Source data

------------------------------------

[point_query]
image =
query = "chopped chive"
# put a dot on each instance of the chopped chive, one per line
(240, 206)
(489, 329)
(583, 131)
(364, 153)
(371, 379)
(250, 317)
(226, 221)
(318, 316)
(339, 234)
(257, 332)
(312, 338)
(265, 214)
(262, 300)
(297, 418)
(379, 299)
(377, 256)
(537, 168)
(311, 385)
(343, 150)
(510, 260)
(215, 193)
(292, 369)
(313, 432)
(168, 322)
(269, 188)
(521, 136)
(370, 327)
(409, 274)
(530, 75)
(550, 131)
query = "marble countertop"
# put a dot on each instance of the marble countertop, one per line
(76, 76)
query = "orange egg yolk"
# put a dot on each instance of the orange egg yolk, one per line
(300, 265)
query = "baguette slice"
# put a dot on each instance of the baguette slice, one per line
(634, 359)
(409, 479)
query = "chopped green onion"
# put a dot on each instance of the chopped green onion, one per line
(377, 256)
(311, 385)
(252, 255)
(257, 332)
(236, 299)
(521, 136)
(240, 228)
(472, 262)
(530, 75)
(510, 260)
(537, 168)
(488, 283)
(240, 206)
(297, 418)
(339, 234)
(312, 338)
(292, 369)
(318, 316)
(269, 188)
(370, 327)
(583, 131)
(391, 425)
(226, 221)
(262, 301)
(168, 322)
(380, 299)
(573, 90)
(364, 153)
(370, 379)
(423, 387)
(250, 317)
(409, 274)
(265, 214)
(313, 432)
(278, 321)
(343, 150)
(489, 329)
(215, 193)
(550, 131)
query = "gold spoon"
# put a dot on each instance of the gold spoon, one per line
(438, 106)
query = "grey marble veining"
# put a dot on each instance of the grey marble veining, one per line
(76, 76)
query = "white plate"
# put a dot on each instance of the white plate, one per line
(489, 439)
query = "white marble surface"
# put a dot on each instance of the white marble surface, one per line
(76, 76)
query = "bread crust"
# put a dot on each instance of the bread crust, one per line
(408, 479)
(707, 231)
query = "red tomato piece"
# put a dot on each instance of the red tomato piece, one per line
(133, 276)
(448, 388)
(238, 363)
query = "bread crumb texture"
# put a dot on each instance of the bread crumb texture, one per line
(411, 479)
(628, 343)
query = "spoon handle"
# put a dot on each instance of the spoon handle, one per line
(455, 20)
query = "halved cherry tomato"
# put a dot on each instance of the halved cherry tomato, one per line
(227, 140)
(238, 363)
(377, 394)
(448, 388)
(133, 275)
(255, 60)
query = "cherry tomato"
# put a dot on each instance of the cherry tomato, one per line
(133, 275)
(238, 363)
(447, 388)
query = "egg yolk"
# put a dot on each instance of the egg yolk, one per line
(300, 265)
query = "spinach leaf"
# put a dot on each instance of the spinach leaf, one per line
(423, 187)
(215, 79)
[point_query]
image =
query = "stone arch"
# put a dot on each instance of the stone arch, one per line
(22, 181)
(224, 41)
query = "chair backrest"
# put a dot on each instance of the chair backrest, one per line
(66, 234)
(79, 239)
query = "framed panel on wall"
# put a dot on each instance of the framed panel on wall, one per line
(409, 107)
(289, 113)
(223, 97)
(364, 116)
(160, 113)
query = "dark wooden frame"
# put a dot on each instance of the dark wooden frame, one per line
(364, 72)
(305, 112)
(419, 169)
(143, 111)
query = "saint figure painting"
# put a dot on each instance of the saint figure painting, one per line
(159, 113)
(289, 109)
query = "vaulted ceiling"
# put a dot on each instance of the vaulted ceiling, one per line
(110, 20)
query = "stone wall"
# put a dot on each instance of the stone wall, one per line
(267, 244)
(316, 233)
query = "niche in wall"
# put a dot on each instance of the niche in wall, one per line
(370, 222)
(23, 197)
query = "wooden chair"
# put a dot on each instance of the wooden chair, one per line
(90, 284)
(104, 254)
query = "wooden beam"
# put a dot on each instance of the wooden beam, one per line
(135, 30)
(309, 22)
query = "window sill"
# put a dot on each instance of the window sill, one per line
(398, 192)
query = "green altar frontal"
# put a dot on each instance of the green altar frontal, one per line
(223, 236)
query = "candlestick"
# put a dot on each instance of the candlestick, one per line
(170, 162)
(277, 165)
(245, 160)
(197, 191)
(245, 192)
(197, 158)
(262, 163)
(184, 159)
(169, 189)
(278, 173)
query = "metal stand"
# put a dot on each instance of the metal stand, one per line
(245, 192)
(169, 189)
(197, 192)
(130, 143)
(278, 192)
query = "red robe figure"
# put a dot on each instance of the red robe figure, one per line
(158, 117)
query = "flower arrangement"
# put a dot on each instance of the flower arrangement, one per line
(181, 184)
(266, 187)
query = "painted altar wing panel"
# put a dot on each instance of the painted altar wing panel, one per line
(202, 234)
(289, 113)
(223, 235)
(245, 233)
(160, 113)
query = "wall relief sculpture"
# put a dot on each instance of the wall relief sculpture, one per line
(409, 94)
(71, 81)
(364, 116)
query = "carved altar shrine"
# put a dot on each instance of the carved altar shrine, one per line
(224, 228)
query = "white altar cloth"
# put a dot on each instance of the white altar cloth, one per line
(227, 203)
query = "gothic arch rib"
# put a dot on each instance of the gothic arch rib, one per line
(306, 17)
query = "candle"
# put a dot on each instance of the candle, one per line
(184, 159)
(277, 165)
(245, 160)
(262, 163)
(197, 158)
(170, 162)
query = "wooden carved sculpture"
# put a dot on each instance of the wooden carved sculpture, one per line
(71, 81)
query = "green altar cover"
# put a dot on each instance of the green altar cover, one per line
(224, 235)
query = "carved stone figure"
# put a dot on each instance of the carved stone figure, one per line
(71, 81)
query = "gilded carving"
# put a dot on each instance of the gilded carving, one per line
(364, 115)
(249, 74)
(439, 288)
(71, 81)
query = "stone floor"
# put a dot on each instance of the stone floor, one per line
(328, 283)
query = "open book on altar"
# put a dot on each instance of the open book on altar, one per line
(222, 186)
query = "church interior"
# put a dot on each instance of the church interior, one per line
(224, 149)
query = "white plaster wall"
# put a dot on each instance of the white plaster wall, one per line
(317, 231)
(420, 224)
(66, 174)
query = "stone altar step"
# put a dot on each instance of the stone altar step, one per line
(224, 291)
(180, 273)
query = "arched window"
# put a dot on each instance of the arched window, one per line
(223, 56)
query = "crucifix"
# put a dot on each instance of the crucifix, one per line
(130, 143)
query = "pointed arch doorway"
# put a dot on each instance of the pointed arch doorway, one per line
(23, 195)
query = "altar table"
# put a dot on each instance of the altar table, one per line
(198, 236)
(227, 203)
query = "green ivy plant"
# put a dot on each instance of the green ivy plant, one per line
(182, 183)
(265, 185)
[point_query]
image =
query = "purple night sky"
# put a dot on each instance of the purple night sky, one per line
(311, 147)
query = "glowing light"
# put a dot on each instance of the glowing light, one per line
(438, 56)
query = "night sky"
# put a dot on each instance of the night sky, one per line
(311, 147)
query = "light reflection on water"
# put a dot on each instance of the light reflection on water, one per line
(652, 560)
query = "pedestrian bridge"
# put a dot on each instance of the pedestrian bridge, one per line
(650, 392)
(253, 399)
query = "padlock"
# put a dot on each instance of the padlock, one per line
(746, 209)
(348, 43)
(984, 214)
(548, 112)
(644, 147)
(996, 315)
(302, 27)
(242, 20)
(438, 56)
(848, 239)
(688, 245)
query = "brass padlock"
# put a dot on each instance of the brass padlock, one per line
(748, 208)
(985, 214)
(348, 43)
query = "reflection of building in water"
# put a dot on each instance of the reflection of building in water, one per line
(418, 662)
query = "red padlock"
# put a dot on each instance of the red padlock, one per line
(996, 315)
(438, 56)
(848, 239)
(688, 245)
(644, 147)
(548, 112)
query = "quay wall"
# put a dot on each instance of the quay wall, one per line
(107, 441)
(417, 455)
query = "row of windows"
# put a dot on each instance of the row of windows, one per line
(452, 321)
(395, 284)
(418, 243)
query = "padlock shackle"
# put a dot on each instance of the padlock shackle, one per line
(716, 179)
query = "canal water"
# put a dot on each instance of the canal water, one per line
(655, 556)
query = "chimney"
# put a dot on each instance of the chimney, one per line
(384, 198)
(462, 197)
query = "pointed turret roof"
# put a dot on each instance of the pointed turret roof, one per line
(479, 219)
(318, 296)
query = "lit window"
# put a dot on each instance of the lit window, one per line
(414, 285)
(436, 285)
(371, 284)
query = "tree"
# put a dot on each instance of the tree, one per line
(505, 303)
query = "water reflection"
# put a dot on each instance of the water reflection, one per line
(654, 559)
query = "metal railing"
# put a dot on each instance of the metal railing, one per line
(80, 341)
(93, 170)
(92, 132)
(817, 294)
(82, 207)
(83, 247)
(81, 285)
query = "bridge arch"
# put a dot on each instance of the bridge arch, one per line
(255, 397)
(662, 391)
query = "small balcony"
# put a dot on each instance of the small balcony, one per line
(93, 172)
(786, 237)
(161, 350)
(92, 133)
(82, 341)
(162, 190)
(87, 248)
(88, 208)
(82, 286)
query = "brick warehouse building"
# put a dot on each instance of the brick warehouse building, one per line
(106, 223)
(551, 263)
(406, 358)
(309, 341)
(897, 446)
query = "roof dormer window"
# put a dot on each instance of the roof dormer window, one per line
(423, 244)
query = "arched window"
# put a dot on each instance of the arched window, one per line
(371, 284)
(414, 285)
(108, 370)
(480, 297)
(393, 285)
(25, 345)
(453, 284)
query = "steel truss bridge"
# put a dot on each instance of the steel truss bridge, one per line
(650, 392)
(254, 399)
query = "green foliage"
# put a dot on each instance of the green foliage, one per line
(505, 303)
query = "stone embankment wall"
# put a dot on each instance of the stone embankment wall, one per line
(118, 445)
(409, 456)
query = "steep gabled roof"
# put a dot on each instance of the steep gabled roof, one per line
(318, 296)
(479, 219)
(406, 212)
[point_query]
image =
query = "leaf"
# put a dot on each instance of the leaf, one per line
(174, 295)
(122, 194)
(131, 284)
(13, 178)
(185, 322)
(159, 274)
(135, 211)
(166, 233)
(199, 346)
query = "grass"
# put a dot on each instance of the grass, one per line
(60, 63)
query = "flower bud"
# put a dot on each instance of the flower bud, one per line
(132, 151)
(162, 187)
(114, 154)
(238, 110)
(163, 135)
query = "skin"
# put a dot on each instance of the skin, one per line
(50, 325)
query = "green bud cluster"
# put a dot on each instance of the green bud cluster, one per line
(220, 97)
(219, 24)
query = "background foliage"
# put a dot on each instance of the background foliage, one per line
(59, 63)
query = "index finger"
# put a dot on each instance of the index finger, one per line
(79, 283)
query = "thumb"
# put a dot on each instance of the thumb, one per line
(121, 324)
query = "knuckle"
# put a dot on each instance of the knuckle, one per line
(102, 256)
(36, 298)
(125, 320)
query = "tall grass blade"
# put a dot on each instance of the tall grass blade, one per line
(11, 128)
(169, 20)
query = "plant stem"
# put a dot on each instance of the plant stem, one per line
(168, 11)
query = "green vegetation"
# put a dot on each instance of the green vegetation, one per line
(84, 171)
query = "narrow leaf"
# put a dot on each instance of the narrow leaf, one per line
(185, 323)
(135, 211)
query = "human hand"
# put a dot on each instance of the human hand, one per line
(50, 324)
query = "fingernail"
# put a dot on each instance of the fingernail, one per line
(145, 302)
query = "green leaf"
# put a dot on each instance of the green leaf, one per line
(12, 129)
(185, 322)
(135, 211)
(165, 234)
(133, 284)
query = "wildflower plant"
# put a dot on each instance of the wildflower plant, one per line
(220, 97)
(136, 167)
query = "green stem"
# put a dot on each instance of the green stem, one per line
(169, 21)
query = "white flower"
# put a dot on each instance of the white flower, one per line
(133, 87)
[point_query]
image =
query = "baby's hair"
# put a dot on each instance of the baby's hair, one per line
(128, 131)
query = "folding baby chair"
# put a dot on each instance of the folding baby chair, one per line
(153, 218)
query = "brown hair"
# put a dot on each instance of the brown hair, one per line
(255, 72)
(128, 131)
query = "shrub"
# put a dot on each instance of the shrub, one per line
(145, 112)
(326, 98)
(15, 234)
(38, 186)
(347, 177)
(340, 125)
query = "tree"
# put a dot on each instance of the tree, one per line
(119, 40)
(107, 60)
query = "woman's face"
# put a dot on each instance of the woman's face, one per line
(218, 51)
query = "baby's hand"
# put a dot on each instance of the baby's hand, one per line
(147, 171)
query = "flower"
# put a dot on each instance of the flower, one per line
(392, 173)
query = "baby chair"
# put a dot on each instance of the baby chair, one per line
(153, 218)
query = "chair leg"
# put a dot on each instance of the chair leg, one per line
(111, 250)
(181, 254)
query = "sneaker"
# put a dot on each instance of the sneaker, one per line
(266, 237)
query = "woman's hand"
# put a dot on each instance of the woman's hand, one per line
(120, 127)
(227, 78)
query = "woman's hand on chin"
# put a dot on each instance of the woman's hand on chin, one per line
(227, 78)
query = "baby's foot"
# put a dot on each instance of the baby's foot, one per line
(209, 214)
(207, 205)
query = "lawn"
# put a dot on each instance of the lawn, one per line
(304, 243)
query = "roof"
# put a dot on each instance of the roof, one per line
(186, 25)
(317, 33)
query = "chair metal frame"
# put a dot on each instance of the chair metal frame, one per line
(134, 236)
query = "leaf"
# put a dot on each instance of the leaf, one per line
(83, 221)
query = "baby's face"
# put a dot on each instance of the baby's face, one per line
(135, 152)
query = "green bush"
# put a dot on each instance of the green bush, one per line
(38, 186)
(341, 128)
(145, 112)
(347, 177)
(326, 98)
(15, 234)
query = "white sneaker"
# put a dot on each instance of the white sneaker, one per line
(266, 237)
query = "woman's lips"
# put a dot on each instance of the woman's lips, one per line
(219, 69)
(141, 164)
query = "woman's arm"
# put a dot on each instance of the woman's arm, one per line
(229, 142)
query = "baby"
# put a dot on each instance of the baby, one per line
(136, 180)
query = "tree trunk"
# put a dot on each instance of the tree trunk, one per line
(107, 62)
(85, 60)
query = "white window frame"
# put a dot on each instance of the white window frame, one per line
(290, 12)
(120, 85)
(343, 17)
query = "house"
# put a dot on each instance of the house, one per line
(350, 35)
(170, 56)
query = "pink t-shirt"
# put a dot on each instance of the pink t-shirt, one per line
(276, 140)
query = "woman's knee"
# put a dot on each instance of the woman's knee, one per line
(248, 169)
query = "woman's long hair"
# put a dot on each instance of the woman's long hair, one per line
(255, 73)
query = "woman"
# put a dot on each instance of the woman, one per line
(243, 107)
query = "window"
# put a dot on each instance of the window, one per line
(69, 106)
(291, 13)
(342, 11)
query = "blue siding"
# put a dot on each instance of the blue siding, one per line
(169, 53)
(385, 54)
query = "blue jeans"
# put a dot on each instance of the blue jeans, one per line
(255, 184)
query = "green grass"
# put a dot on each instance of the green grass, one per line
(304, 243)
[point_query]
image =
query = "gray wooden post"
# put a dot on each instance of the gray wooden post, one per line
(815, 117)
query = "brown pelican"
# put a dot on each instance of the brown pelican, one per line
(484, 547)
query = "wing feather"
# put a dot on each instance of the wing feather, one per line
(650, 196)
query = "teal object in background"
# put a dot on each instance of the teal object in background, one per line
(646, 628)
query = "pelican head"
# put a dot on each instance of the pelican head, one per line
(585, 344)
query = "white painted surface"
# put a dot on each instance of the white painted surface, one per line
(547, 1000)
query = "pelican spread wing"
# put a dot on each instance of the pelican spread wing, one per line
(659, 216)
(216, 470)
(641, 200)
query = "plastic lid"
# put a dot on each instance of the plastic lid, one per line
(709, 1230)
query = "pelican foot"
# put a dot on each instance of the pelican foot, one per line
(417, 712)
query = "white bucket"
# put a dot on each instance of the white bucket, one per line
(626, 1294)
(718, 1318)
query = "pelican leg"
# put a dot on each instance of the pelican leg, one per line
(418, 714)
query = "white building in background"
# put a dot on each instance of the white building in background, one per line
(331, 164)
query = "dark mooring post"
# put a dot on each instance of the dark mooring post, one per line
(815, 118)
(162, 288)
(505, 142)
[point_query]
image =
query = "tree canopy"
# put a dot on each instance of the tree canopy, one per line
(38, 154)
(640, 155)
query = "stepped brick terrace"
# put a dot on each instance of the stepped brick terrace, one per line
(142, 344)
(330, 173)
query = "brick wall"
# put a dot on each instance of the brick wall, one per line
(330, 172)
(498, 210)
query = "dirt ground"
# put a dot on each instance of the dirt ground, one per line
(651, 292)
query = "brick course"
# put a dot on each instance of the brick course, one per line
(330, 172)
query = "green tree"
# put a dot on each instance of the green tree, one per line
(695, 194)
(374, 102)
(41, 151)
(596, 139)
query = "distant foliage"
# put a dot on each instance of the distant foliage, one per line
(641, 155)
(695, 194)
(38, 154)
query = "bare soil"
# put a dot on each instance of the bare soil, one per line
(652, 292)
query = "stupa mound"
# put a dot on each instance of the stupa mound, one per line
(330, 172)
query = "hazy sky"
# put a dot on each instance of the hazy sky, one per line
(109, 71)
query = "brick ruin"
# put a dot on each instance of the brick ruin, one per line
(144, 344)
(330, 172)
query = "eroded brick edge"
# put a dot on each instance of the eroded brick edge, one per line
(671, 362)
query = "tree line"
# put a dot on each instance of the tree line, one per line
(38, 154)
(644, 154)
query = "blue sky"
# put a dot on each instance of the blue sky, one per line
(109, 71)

------------------------------------

→ **Aim of the exercise**: Count the lines above that contain the string "quay", with case counting, and give only the number.

→ **Response to the task**: 2